(Records contained in a dataset)
══════════
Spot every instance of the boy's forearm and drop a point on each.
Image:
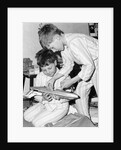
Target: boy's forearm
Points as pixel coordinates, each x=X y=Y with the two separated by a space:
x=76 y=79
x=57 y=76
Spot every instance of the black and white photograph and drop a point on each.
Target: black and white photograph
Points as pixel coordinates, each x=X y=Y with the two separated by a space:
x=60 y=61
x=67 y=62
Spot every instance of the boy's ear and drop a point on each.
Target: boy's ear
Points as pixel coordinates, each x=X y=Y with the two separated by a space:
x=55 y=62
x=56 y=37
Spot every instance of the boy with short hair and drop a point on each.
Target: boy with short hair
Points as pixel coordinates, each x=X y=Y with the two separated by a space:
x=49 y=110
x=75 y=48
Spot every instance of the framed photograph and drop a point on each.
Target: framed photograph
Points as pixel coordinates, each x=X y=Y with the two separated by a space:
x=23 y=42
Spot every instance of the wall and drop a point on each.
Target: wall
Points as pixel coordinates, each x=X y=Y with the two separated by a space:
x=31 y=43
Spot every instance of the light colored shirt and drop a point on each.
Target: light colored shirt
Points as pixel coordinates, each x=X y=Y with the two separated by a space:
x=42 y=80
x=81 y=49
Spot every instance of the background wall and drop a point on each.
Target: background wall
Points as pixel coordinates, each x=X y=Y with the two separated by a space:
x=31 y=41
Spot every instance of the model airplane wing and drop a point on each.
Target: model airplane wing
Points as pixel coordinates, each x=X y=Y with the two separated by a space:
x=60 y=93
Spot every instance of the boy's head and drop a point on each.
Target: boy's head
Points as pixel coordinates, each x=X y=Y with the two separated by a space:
══════════
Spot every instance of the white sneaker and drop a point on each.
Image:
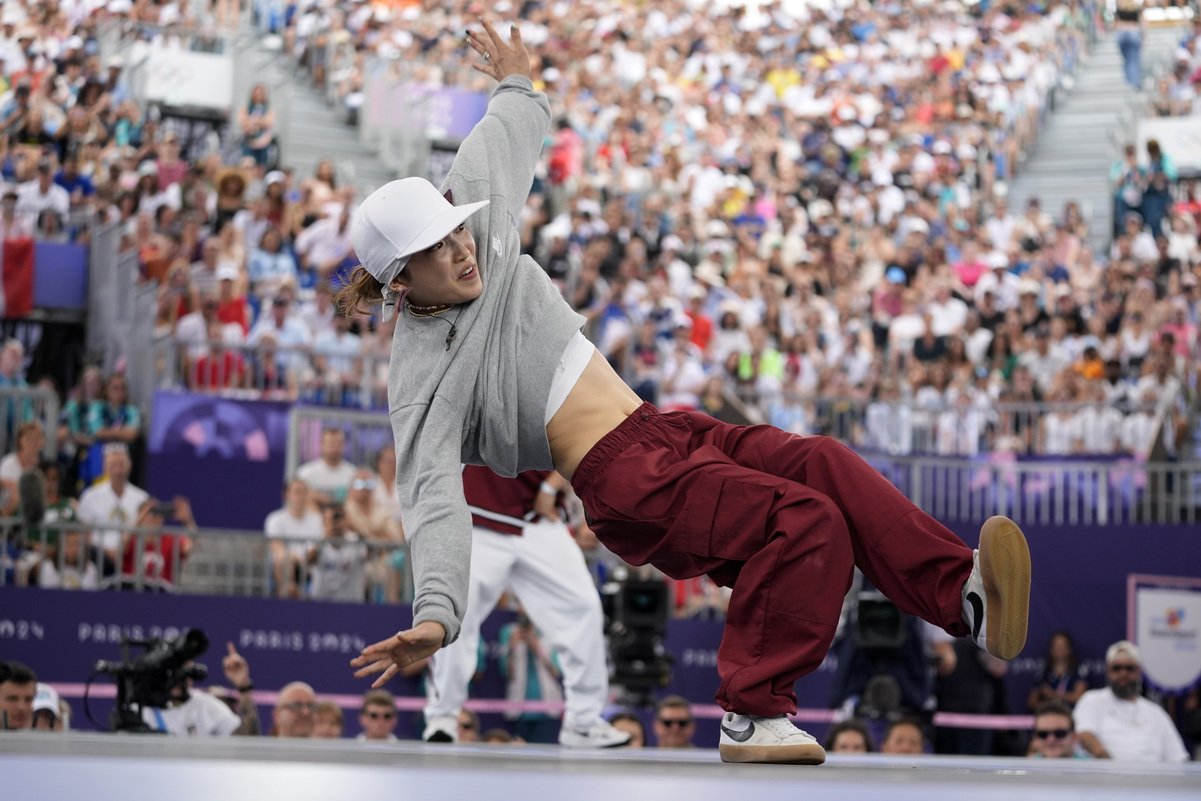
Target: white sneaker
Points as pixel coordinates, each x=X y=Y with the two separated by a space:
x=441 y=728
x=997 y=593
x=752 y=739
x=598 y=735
══════════
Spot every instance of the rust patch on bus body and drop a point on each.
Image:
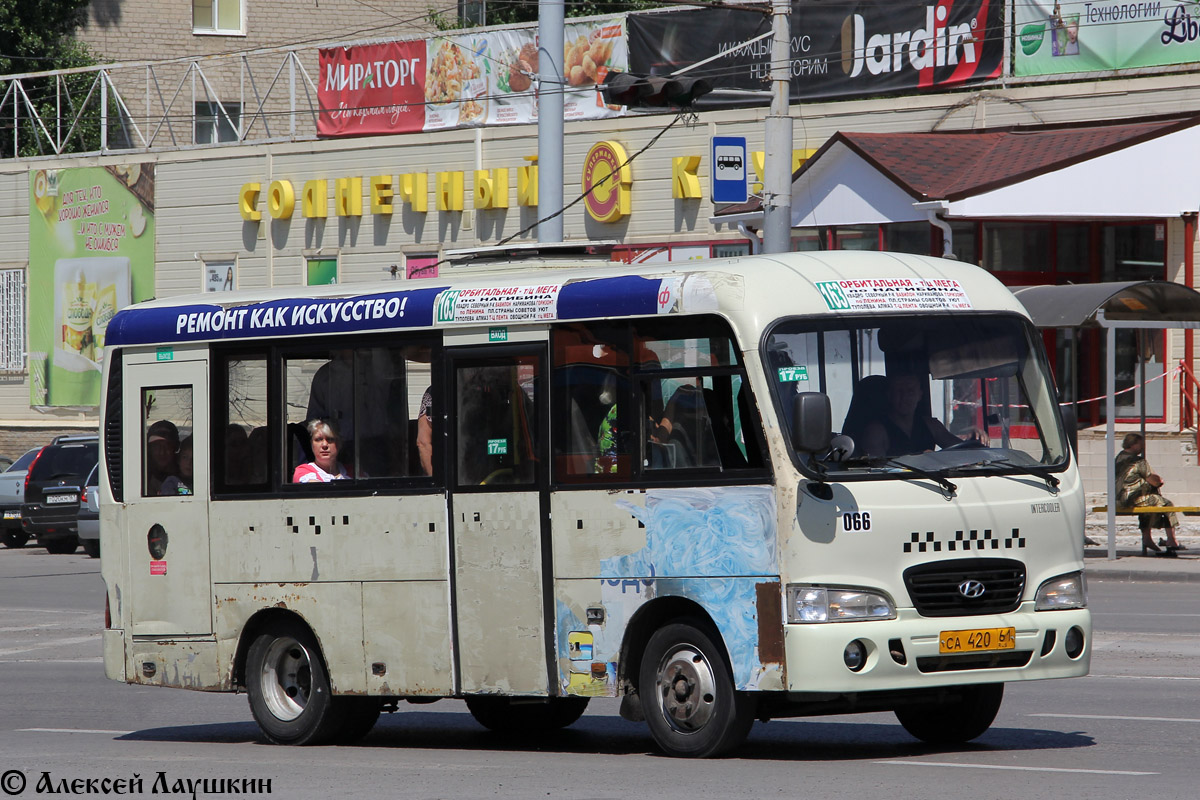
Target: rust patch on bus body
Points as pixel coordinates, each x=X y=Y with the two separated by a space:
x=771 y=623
══════════
Aim of the exercise: Count how many lines above include the word "white" and answer with that figure only.

Response below: 4